Nonetheless, the fact that these three masques were printed in a single quarto means that it is convenient to discuss their printing as a unit. The collation of the quarto is: A1 blank; A2, the title-page with the verso blank; A3-C2, The Masque of Blackness; C2v-E2v, The Masque of Beauty. These pages have the running title The Queenes Masques. E3 bears the title-page for Haddington; E3v blank; E4-G4v The Haddington Masque, without any running title. As Lavin (1970) has shown, the printer was George Eld, who was also responsible for the quartos of Sejanus (1605), Eastward Ho! (1605), and Volpone (1607), as well as part of The King’s Entertainment (1604), co-printed with Valentine Simmes. All three masques are printed in a consistent style, with the text of the speeches and songs in italic, the prefatory matter and stage-directions in roman. An oddity in the printing is the fact that there are five variations in the catchwords: at A3 ‘Plynie’ where text reads ‘Plinie’; B2v ‘oce.’ for ‘oceanus’; C1 ‘æthi.’ for ‘æthiopia’; C2v ‘colour’ for ‘coullor’; D2v ‘digni.’ for ‘dignitas’.

Collation of the surviving copies reveals that stop-press alterations were introduced into seven formes, and that the title-page, A2, was corrected twice. There is no compelling evidence to suggest that Jonson was involved in the corrections, though some reference back to copy might have been required for the provision of a reference for the Iliad citation on B1, and the correction of ‘PERPHERF.’ to ‘PERIPHERE’ on B4v if he were not. The correction of an accent on the Greek on A4 suggests an attentive, though not necessarily an authorial eye. None of the other emendations would be beyond the wit of in-house readers. In general the masques are carefully printed with hardly any manifest errors, save for the eye-skip which omitted an essential part of the description of the masquers at line 48, fortunately salvageable from the Royal MS discussed below. The complete collation of all surviving quarto texts is as follows:

1. British Library C.34.d.4

2. British Library 841.a.1

3. British Library Ashley 957

4. Cambridge University Library

5. Bodleian Library, Oxford Antiq.e.E.1608.7

6. Victorian and Albert Museum Dyce 5354 (call no. D.25.A.86)

BRIEF 1: Reproduce the section of the passage on the masque quarto from "3. British Library" up to and including "(call no. D.25.A.86)".

MATERIAL SUPPLIED:

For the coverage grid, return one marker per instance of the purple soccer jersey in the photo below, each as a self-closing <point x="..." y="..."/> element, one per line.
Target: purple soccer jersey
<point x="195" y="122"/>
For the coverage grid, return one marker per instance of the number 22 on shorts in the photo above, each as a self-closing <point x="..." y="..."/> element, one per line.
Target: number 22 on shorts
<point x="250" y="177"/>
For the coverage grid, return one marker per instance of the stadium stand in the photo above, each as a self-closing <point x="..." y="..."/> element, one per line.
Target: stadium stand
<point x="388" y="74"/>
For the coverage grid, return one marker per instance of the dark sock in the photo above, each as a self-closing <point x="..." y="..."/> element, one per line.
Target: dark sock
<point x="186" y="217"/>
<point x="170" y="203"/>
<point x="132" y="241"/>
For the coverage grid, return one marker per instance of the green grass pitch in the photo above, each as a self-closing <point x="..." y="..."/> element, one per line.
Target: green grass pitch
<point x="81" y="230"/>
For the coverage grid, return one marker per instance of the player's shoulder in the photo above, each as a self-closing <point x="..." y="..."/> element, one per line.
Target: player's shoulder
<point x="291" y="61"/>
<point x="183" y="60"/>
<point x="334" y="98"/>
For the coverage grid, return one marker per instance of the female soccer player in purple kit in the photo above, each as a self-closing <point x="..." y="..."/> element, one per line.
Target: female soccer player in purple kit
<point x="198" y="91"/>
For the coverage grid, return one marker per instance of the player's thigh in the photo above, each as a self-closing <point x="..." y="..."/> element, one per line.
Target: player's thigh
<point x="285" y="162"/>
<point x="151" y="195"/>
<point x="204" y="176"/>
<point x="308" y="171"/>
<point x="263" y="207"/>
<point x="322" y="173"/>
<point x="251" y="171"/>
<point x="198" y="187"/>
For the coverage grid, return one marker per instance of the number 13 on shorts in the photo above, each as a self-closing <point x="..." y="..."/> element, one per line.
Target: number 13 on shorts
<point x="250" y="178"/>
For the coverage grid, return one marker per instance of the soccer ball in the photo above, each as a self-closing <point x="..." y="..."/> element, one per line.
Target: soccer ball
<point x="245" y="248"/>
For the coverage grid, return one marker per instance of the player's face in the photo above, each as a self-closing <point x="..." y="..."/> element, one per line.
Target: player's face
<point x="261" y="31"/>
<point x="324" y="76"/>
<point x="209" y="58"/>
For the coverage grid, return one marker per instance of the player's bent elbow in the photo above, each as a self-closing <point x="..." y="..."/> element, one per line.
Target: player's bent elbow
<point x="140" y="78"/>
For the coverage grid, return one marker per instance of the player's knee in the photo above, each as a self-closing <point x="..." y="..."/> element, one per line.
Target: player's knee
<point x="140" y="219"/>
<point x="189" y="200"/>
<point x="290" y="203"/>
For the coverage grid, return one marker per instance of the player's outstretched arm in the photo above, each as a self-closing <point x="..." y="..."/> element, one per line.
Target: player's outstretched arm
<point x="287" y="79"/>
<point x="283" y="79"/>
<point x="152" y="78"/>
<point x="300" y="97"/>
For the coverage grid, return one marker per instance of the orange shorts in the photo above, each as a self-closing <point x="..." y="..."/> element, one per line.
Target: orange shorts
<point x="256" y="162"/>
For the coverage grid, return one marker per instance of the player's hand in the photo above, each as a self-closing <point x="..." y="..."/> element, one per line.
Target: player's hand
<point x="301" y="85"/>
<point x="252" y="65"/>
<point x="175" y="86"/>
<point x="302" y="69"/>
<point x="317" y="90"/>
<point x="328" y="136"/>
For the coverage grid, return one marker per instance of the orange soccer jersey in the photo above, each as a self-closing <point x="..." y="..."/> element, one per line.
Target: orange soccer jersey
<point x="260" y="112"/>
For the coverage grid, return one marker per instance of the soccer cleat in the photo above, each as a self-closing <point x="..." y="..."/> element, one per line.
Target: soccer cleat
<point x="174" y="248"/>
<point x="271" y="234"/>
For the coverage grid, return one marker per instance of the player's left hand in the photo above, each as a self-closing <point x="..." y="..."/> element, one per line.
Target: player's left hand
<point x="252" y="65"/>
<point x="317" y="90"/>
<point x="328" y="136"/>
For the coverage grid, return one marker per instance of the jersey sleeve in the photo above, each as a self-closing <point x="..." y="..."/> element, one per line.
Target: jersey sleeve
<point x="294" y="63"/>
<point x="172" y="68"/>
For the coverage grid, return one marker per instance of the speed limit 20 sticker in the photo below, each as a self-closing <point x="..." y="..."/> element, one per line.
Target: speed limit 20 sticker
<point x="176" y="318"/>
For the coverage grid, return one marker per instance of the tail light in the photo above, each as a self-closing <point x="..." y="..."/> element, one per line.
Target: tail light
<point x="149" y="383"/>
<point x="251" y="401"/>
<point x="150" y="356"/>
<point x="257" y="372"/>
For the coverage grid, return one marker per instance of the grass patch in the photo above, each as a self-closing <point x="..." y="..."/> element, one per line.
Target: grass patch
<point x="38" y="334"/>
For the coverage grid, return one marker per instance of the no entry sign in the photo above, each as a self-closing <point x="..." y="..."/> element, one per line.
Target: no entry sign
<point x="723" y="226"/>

BRIEF 2: Transcribe the records from the line with "the no entry" up to and including the last line of the records.

TASK RESPONSE 1:
3. British Library Ashley 957

4. Cambridge University Library

5. Bodleian Library, Oxford Antiq.e.E.1608.7

6. Victorian and Albert Museum Dyce 5354 (call no. D.25.A.86)

TASK RESPONSE 2:
For the coverage grid, return one marker per instance of the no entry sign in the photo above, each as a self-closing <point x="..." y="..."/> element, one per line.
Target: no entry sign
<point x="723" y="226"/>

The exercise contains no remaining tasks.